**GIVEN PROBLEM:**
Locate every line in the items below that contains the string "leash", and copy each of those lines in full.

══════════

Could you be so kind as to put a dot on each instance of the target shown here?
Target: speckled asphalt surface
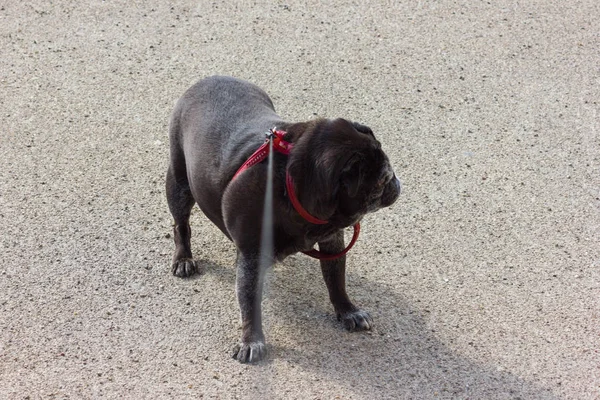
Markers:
(483, 279)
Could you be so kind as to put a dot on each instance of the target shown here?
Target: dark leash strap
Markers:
(284, 147)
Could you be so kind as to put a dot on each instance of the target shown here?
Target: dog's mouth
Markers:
(385, 194)
(391, 192)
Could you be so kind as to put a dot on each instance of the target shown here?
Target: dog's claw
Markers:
(184, 267)
(356, 320)
(250, 352)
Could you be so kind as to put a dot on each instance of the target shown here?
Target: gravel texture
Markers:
(483, 279)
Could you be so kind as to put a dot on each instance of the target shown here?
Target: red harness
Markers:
(284, 147)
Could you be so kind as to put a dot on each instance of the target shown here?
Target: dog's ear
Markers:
(363, 129)
(353, 175)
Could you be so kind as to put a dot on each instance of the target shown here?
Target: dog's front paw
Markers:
(250, 352)
(357, 320)
(184, 267)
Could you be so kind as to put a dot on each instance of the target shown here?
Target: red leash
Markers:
(284, 147)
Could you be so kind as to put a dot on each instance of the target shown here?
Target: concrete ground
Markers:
(483, 279)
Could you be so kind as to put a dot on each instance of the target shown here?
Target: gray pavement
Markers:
(483, 279)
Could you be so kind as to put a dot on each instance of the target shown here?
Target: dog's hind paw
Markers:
(356, 320)
(184, 267)
(250, 352)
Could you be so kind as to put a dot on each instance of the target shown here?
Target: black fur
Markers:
(340, 173)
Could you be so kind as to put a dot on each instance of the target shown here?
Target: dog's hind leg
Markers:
(181, 201)
(334, 274)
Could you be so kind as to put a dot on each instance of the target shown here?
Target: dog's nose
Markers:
(391, 192)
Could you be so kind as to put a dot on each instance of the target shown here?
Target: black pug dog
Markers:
(339, 174)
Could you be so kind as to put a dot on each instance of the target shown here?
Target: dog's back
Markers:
(215, 126)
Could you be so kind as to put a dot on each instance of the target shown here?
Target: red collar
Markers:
(284, 147)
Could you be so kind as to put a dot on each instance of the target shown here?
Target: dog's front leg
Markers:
(334, 273)
(249, 286)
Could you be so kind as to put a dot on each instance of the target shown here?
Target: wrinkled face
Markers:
(368, 183)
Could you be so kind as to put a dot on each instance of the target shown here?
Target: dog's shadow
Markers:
(400, 356)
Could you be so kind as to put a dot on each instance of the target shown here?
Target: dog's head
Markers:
(341, 171)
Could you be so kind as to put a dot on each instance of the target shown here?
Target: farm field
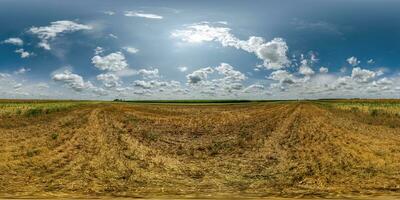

══════════

**RESPONSE TO THE TASK:**
Target: dark leash strap
Target: red leash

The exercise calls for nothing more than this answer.